> Extract provided:
Skip to content

data_frame() constructs a data frame. It is similar to base::data.frame(), but there are a few notable differences that make it more in line with vctrs principles. The Properties section outlines these.

Usage

data_frame(
  ...,
  .size = NULL,
  .name_repair = c("check_unique", "unique", "universal", "minimal", "unique_quiet",
    "universal_quiet"),
  .error_call = current_env()
)

Arguments

...

Vectors to become columns in the data frame. When inputs are named, those names are used for column names.

.size

The number of rows in the data frame. If NULL, this will be computed as the common size of the inputs.

.name_repair

One of "check_unique", "unique", "universal", "minimal", "unique_quiet", or "universal_quiet". See vec_as_names() for the meaning of these options.

.error_call

The execution environment of a currently running function, e.g. caller_env(). The function will be mentioned in error messages as the source of the error. See the call argument of abort() for more information.

Details

If no column names are supplied, "" will be used as a default name for all columns. This is applied before name repair occurs, so the default name repair of "check_unique" will error if any unnamed inputs are supplied and "unique" (or "unique_quiet") will repair the empty string column names appropriately. If the column names don't matter, use a "minimal" name repair for convenience and performance.

Properties

  • Inputs are recycled to a common size with vec_recycle_common().

  • With the exception of data frames, inputs are not modified in any way. Character vectors are never converted to factors, and lists are stored as-is for easy creation of list-columns.

  • Unnamed data frame inputs are automatically unpacked. Named data frame inputs are stored unmodified as data frame columns.

  • NULL inputs are completely ignored.

  • The dots are dynamic, allowing for splicing of lists with !!! and unquoting.

> Data:
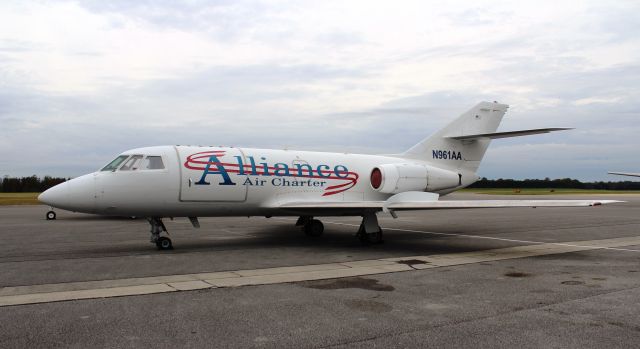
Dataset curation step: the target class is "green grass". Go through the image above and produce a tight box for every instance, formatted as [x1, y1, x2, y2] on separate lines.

> What is required: Print the stretch of the data_frame() reference page from "If no column" through "size with vec_recycle_common().", word for word. Work only from the data_frame() reference page.

> Finished answer:
If no column names are supplied, "" will be used as a default name for all columns. This is applied before name repair occurs, so the default name repair of "check_unique" will error if any unnamed inputs are supplied and "unique" (or "unique_quiet") will repair the empty string column names appropriately. If the column names don't matter, use a "minimal" name repair for convenience and performance.

Properties

  • Inputs are recycled to a common size with vec_recycle_common().